**DATA FOR THIS TASK:**
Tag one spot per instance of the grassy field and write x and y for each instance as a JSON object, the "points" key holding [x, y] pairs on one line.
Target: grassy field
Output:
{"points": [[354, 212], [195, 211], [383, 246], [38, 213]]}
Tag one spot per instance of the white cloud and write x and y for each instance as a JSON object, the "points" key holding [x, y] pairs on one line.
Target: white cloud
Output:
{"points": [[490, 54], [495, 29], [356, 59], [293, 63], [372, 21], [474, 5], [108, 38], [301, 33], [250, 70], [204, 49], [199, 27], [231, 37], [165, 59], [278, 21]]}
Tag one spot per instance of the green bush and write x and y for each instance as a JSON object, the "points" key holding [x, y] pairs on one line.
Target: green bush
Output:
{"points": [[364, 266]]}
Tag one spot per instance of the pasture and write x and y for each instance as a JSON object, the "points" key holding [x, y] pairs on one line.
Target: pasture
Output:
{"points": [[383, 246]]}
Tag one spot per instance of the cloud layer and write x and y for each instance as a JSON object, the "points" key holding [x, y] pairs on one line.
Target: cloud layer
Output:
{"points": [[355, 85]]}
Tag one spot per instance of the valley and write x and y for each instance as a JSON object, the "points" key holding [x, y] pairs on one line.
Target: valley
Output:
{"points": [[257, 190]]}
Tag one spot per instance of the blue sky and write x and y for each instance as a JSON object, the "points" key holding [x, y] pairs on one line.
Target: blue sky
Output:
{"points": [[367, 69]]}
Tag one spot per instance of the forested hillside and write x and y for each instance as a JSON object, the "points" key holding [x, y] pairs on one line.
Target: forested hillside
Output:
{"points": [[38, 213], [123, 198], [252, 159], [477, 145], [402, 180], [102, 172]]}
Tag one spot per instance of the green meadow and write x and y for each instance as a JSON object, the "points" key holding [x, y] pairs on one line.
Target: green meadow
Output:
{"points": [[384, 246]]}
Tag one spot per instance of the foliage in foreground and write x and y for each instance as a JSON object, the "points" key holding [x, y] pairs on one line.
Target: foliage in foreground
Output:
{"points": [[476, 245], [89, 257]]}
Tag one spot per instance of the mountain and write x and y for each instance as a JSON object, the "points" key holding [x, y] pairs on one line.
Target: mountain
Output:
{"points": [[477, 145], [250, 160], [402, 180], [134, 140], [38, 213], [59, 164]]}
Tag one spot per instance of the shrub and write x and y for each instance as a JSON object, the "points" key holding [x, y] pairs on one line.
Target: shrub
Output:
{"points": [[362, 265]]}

**TASK TO COMPLETE:** Could you repeat all the rows above with every "instance" swapped for "occurrence" and nothing else changed?

**ANSWER TO THE EXERCISE:**
Tag one spot per occurrence of the grassy field and write x and y for each occurrence as a JSON object, the "points" key holding [x, y] pairs on one line.
Target: grassy field
Output:
{"points": [[354, 212], [195, 211], [383, 246], [38, 213]]}
Tag one spot per occurrence of the white cloud and write x and y for each occurrence as a JSON object, the "points" key holding [x, y] pairs on one line.
Target: white cloud
Output:
{"points": [[490, 54], [495, 29], [356, 59], [293, 63], [372, 21], [474, 5], [108, 38], [301, 33], [250, 70], [204, 49], [199, 27], [231, 37], [165, 59], [278, 21]]}
Tag one spot per occurrence of the green bush and write x and y for each occurrence as a JSON object, the "points" key holding [x, y] pairs on one line.
Target: green bush
Output:
{"points": [[364, 266]]}
Tag one spot per occurrence of the pasture and write x and y for each occurrence as a JSON object, the "points" key holding [x, y] pairs on one line.
Target: pasture
Output:
{"points": [[383, 246]]}
Tag one spot per occurrence of the cloud layer and write x and y for each occurrence as a JSON object, the "points" key holding [x, y] pairs on one line.
Target: cloud layer
Output:
{"points": [[355, 85]]}
Tag one spot per occurrence of the valley and write x and y for each occurrence as a JSON object, the "points" key holding [x, y] pairs on one line.
Target: valley
Output:
{"points": [[257, 190]]}
Tag one spot per occurrence of the blue sky and write x and y for each occurrence as a JSON object, the "points" key holding [x, y] pairs on one line.
Target: blue sky
Output:
{"points": [[367, 69]]}
Tag one spot per occurrence of the forested hillside and write x and y for each occurrence as a JSON object, the "points" key holding [x, y] pairs on one line.
Target: forested hillside
Output:
{"points": [[38, 213], [123, 198], [252, 159], [477, 145], [402, 180], [102, 172]]}
Tag one spot per occurrence of the green meadow and write x and y for each occurrence as a JSON object, the "points" key holding [x, y] pairs on one line.
Target: green meadow
Output:
{"points": [[384, 246]]}
Tag one spot per occurrence of the foliage in foreground and write x and y for each occurrence as a JSON object, the "points" key holding [x, y] pairs on one line.
Target: foliage in foreground
Output:
{"points": [[476, 245], [89, 257]]}
Tag one spot per occurrence of the mountain and write x and y for each occurrence as a JSON object, the "points" key holding [x, y] pairs on one line.
Target: mountain
Output:
{"points": [[477, 145], [250, 160], [402, 180], [134, 140], [38, 213], [59, 164]]}
Tag one spot per occurrence of the shrub and write x and y for each occurrence as a JSON object, the "points" key holding [x, y] pairs on one line.
Target: shrub
Output:
{"points": [[362, 265]]}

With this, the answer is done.